* The exercise: Convert every line of the rows below into a two-column Markdown table headed No. and Line, numbering each line and leaving out the blank ones.

* Provided data:

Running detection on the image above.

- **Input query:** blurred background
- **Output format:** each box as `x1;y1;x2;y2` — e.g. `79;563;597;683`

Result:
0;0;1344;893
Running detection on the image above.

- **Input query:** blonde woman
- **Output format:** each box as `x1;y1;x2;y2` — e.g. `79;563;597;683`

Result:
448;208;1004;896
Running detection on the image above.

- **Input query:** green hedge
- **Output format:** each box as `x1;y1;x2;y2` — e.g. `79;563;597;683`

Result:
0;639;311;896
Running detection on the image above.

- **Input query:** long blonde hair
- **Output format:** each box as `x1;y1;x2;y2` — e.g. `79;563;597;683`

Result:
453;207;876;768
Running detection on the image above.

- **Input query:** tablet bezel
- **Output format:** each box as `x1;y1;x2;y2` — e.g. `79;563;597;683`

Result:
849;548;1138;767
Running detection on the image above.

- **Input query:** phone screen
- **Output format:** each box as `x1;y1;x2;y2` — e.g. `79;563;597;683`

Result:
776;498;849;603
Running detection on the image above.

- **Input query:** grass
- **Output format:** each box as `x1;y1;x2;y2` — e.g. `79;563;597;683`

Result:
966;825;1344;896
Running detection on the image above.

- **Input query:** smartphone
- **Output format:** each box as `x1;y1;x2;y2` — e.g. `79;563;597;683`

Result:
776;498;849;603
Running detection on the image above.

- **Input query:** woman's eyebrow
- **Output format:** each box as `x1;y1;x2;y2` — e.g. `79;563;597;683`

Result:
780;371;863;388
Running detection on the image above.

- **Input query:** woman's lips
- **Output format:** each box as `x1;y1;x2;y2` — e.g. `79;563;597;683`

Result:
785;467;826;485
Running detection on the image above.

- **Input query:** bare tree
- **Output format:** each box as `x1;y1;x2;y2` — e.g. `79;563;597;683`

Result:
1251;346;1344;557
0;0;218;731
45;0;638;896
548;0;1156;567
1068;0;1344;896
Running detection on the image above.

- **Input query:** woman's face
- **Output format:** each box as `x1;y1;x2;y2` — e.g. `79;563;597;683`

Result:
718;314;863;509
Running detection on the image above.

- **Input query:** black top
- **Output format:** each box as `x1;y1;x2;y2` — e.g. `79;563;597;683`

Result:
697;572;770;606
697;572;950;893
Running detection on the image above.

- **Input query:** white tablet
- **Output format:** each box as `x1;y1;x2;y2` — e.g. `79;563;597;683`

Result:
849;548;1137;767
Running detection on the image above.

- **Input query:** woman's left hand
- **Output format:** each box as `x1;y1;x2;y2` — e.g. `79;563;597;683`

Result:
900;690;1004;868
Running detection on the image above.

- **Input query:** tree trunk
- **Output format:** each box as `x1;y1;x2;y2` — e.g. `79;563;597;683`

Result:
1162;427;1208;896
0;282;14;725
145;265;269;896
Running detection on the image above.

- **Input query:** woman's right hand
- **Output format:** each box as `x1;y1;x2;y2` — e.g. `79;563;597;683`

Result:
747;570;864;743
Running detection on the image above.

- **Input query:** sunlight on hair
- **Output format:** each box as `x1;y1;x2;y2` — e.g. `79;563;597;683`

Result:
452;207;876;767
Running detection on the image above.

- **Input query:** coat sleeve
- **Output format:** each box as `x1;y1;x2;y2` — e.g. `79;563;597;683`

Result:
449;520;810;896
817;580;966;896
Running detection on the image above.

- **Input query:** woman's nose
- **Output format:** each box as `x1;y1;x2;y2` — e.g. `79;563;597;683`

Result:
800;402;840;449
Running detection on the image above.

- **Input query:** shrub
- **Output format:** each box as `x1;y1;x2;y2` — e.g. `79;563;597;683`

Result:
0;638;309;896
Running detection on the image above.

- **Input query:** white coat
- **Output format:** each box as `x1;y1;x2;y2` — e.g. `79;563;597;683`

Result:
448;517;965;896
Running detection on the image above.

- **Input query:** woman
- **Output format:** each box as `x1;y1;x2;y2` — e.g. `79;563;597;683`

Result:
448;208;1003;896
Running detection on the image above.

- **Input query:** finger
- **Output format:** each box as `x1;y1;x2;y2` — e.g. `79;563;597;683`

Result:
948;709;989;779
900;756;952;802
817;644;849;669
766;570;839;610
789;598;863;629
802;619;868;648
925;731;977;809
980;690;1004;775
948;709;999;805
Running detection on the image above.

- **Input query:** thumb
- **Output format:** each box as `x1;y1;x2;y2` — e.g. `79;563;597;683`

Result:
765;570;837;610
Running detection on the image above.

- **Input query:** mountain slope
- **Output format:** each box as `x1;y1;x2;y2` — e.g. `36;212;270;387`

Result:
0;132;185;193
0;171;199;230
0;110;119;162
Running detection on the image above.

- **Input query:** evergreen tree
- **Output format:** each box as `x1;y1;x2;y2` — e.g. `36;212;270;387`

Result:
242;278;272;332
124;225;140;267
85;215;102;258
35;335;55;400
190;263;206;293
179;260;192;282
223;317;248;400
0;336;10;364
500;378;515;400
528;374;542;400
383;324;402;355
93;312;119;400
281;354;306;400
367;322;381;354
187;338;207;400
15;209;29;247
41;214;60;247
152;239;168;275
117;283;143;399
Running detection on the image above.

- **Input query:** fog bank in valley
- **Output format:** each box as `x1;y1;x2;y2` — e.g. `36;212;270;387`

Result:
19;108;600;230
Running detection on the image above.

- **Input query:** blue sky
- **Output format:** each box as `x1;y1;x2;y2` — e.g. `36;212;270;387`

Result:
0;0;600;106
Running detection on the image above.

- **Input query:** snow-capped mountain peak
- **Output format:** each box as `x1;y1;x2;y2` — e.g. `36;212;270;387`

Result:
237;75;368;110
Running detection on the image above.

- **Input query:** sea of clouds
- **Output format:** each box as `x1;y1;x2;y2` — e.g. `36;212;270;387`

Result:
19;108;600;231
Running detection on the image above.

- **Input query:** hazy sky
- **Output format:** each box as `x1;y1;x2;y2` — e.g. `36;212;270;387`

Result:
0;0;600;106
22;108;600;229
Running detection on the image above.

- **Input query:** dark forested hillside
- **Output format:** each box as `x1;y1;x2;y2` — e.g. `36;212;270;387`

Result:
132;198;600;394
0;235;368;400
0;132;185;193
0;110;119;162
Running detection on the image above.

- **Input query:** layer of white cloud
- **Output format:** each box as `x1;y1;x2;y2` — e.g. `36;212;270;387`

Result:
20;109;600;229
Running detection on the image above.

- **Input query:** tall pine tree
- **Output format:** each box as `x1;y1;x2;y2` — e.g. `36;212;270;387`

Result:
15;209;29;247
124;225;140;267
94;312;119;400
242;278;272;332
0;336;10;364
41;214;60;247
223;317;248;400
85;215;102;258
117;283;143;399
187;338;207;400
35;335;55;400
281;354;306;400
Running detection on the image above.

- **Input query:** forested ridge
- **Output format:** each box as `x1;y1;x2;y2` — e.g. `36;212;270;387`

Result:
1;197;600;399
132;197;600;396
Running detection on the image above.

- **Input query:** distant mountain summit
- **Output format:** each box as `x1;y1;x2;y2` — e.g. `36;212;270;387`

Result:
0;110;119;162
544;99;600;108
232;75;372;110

* In response:
| No. | Line |
|---|---|
| 1 | Running detection on the image above. |
| 2 | - **Input query:** blurred background |
| 3 | - **Output format:** each box as `x1;y1;x2;y2` — e.g. `79;563;597;683` |
| 4 | Result: |
| 5 | 0;0;1344;893 |
| 6 | Running detection on the image above. |
| 7 | - **Input query:** blonde woman |
| 8 | - **Output format:** each box as `x1;y1;x2;y2` — e.g. `79;563;597;683` |
| 9 | Result: |
| 10 | 448;208;1004;896 |
| 11 | Running detection on the image above. |
| 12 | - **Input query:** green hedge |
| 13 | - **Output format:** each box as `x1;y1;x2;y2` — e.g. `79;563;597;683` |
| 14 | Result: |
| 15 | 0;639;311;896 |
| 16 | Running detection on the image above. |
| 17 | - **Input query:** long blonde hair |
| 18 | - **Output format:** each box as `x1;y1;x2;y2` — e.g. `79;563;597;683` |
| 19 | Result: |
| 20 | 453;207;876;768 |
| 21 | Running detection on the image above. |
| 22 | - **Input query:** tablet bezel |
| 23 | - **Output format:** each box as `x1;y1;x2;y2` — e.g. `79;563;597;683` |
| 24 | Result: |
| 25 | 849;548;1138;767 |
| 26 | Running detection on the image above. |
| 27 | - **Input query:** phone screen |
| 28 | - **Output format:** each box as `x1;y1;x2;y2` — e.g. `79;563;597;683` |
| 29 | Result: |
| 30 | 776;498;849;603 |
| 31 | Running detection on the image above. |
| 32 | - **Input query:** grass |
| 33 | - **Output format:** each box as `x1;y1;x2;y2` — e.g. `79;563;597;683` |
| 34 | Result: |
| 35 | 966;825;1344;896 |
| 36 | Running detection on the image above. |
| 37 | - **Input query:** smartphone |
| 38 | - **Output format:** each box as `x1;y1;x2;y2` — e.g. `79;563;597;683` |
| 39 | Result: |
| 40 | 776;498;849;603 |
| 41 | Running detection on the image above. |
| 42 | - **Input query:** woman's eyebrow |
| 43 | - **Output format:** each box as `x1;y1;x2;y2` — e.g. `79;563;597;683` |
| 44 | Result: |
| 45 | 780;371;863;388 |
| 46 | Running detection on the image above. |
| 47 | - **Input query:** woman's lips |
| 48 | - **Output format:** each box as `x1;y1;x2;y2` — e.g. `79;563;597;683` |
| 49 | Result: |
| 50 | 785;467;826;485 |
| 51 | Running detection on the image above. |
| 52 | - **Input query:** bare tree |
| 53 | - **Output format:** each box as `x1;y1;x2;y2` — e.g. `79;563;597;683` |
| 54 | Result: |
| 55 | 1251;346;1344;557 |
| 56 | 0;0;218;731 |
| 57 | 45;0;638;896 |
| 58 | 548;0;1156;567 |
| 59 | 1068;0;1344;896 |
| 60 | Running detection on the image above. |
| 61 | - **Input query:** woman's face |
| 62 | - **Output format:** each box as `x1;y1;x2;y2` — e.g. `79;563;597;683` |
| 63 | Result: |
| 64 | 718;314;863;509 |
| 65 | Running detection on the image above. |
| 66 | - **Input query:** black top |
| 67 | - **Output format:** each box as `x1;y1;x2;y2` — e.g. `79;563;597;683` |
| 68 | Result: |
| 69 | 697;572;770;606 |
| 70 | 697;572;950;893 |
| 71 | Running detection on the image above. |
| 72 | - **Input query:** white tablet |
| 73 | - **Output format:** each box as `x1;y1;x2;y2` — e.g. `79;563;597;683` |
| 74 | Result: |
| 75 | 849;548;1137;767 |
| 76 | Running detection on the image above. |
| 77 | - **Input query:** woman's left hand |
| 78 | - **Output format:** each box as `x1;y1;x2;y2` — e.g. `79;563;597;683` |
| 79 | Result: |
| 80 | 900;690;1004;868 |
| 81 | Running detection on the image above. |
| 82 | - **Input query:** tree trunk |
| 83 | - **Output format:** each box as `x1;y1;x2;y2` — e.g. `79;563;597;683` |
| 84 | Result: |
| 85 | 1162;427;1208;896 |
| 86 | 0;282;14;725 |
| 87 | 145;265;269;896 |
| 88 | Running detection on the image above. |
| 89 | - **Input query:** woman's right hand |
| 90 | - **Output format:** each box as `x1;y1;x2;y2` — e.g. `79;563;597;683` |
| 91 | Result: |
| 92 | 747;570;864;743 |
| 93 | Running detection on the image above. |
| 94 | - **Input query:** sunlight on hair |
| 95 | - **Output format:** each box as `x1;y1;x2;y2` — e.g. `79;563;597;683` |
| 96 | Result: |
| 97 | 452;207;876;767 |
| 98 | Running detection on the image above. |
| 99 | - **Input query:** coat sleeve |
| 100 | - **Output format:** each box as `x1;y1;x2;y2` — e.g. `79;563;597;683` |
| 101 | Result: |
| 102 | 449;520;810;896 |
| 103 | 817;580;966;896 |
| 104 | Running detection on the image above. |
| 105 | - **Input query:** woman's nose |
| 106 | - **Output format:** each box as `x1;y1;x2;y2` — e.g. `79;563;597;683` |
| 107 | Result: |
| 108 | 800;402;840;449 |
| 109 | Running detection on the image above. |
| 110 | - **Input query:** shrub |
| 111 | - **Output format:** each box as `x1;y1;x2;y2` — e.g. `79;563;597;683` |
| 112 | Result: |
| 113 | 0;638;309;896 |
| 114 | Running detection on the image above. |
| 115 | - **Input query:** white coat |
| 116 | - **Output format:** each box as `x1;y1;x2;y2` — e.g. `79;563;597;683` |
| 117 | Result: |
| 118 | 448;517;965;896 |
| 119 | Running detection on the image above. |
| 120 | - **Input query:** woman |
| 121 | - **Output format:** each box as `x1;y1;x2;y2` — e.g. `79;563;597;683` |
| 122 | Result: |
| 123 | 448;208;1003;896 |
| 124 | Running detection on the image above. |
| 125 | - **Input query:** finger |
| 126 | - **Output format:** each box as `x1;y1;x2;y2` — e.g. `79;563;597;683` |
| 127 | Result: |
| 128 | 948;709;989;779 |
| 129 | 900;756;952;802 |
| 130 | 817;644;849;669 |
| 131 | 766;570;839;610 |
| 132 | 789;598;863;629 |
| 133 | 802;619;868;648 |
| 134 | 925;731;977;809 |
| 135 | 980;690;1004;775 |
| 136 | 948;709;999;805 |
| 137 | Running detection on the image above. |
| 138 | - **Input query:** thumb |
| 139 | - **Output format:** each box as `x1;y1;x2;y2` — e.g. `79;563;597;683` |
| 140 | Result: |
| 141 | 765;570;837;610 |
| 142 | Running detection on the image above. |
| 143 | - **Input query:** mountain slope |
| 144 | - **Output format:** each box as `x1;y1;x2;y2` — e.g. `36;212;270;387` |
| 145 | Result: |
| 146 | 0;132;185;193 |
| 147 | 0;171;199;230 |
| 148 | 0;110;119;162 |
| 149 | Running detection on the image above. |
| 150 | - **Input query:** evergreen tree |
| 151 | - **Output format:** each box as `x1;y1;x2;y2` — e.g. `36;212;270;387` |
| 152 | Result: |
| 153 | 242;278;272;332 |
| 154 | 124;225;140;267 |
| 155 | 85;215;102;258 |
| 156 | 35;335;55;400 |
| 157 | 190;263;206;293 |
| 158 | 179;260;192;282 |
| 159 | 223;317;248;400 |
| 160 | 0;336;10;364 |
| 161 | 500;378;515;400 |
| 162 | 528;374;542;400 |
| 163 | 383;324;402;355 |
| 164 | 93;312;119;400 |
| 165 | 281;354;306;400 |
| 166 | 367;322;381;354 |
| 167 | 187;338;207;400 |
| 168 | 15;209;29;247 |
| 169 | 41;214;60;247 |
| 170 | 152;239;168;275 |
| 171 | 117;283;143;399 |
| 172 | Running detection on the image above. |
| 173 | - **Input query:** fog bank in valley |
| 174 | - **Output format:** each box as `x1;y1;x2;y2` — e.g. `36;212;270;387` |
| 175 | Result: |
| 176 | 19;108;600;230 |
| 177 | Running detection on the image above. |
| 178 | - **Input query:** blue sky |
| 179 | - **Output format:** each box as `x1;y1;x2;y2` — e.g. `36;212;270;387` |
| 180 | Result: |
| 181 | 0;0;600;106 |
| 182 | Running detection on the image above. |
| 183 | - **Input query:** snow-capped mountain peak |
| 184 | - **Output format:** each box as `x1;y1;x2;y2` — e.g. `36;212;270;387` |
| 185 | Result: |
| 186 | 237;75;368;110 |
| 187 | Running detection on the image above. |
| 188 | - **Input query:** sea of clouds |
| 189 | - **Output format:** each box as `x1;y1;x2;y2` — e.g. `36;212;270;387` |
| 190 | Result: |
| 191 | 19;108;600;231 |
| 192 | Running detection on the image above. |
| 193 | - **Input query:** hazy sky |
| 194 | - **Output format:** each box as `x1;y1;x2;y2` — e.g. `36;212;270;387` |
| 195 | Result: |
| 196 | 0;0;600;106 |
| 197 | 22;108;600;229 |
| 198 | Running detection on the image above. |
| 199 | - **Input query:** dark forested hillside |
| 200 | - **Output format:** each box as `x1;y1;x2;y2` — e.g. `36;212;270;387` |
| 201 | Result: |
| 202 | 132;198;600;394 |
| 203 | 0;235;368;400 |
| 204 | 0;132;185;193 |
| 205 | 0;110;119;162 |
| 206 | Running detection on the image above. |
| 207 | - **Input query:** layer of white cloud |
| 208 | - **Output format:** each box as `x1;y1;x2;y2` — e.g. `36;212;270;387` |
| 209 | Result: |
| 210 | 20;109;600;229 |
| 211 | Running detection on the image above. |
| 212 | - **Input query:** tall pine tree |
| 213 | - **Output format:** each box as `x1;y1;x2;y2` — e.g. `36;212;270;387` |
| 214 | Result: |
| 215 | 15;209;29;247 |
| 216 | 124;225;140;267 |
| 217 | 94;312;119;400 |
| 218 | 242;278;272;332 |
| 219 | 0;336;10;364 |
| 220 | 41;214;60;247 |
| 221 | 223;317;248;400 |
| 222 | 85;215;102;258 |
| 223 | 117;283;143;399 |
| 224 | 187;338;207;400 |
| 225 | 35;335;55;400 |
| 226 | 281;354;306;400 |
| 227 | Running detection on the image above. |
| 228 | - **Input query:** forested ridge |
| 229 | - **Output format:** each box as `x1;y1;x2;y2` — e.g. `36;212;270;387` |
| 230 | Result: |
| 231 | 1;197;600;399 |
| 232 | 132;197;600;396 |
| 233 | Running detection on the image above. |
| 234 | - **Input query:** distant mountain summit |
| 235 | - **Output format:** each box as `x1;y1;x2;y2` — e.g. `36;212;270;387` |
| 236 | Result: |
| 237 | 0;110;119;162 |
| 238 | 544;99;600;108 |
| 239 | 232;75;372;110 |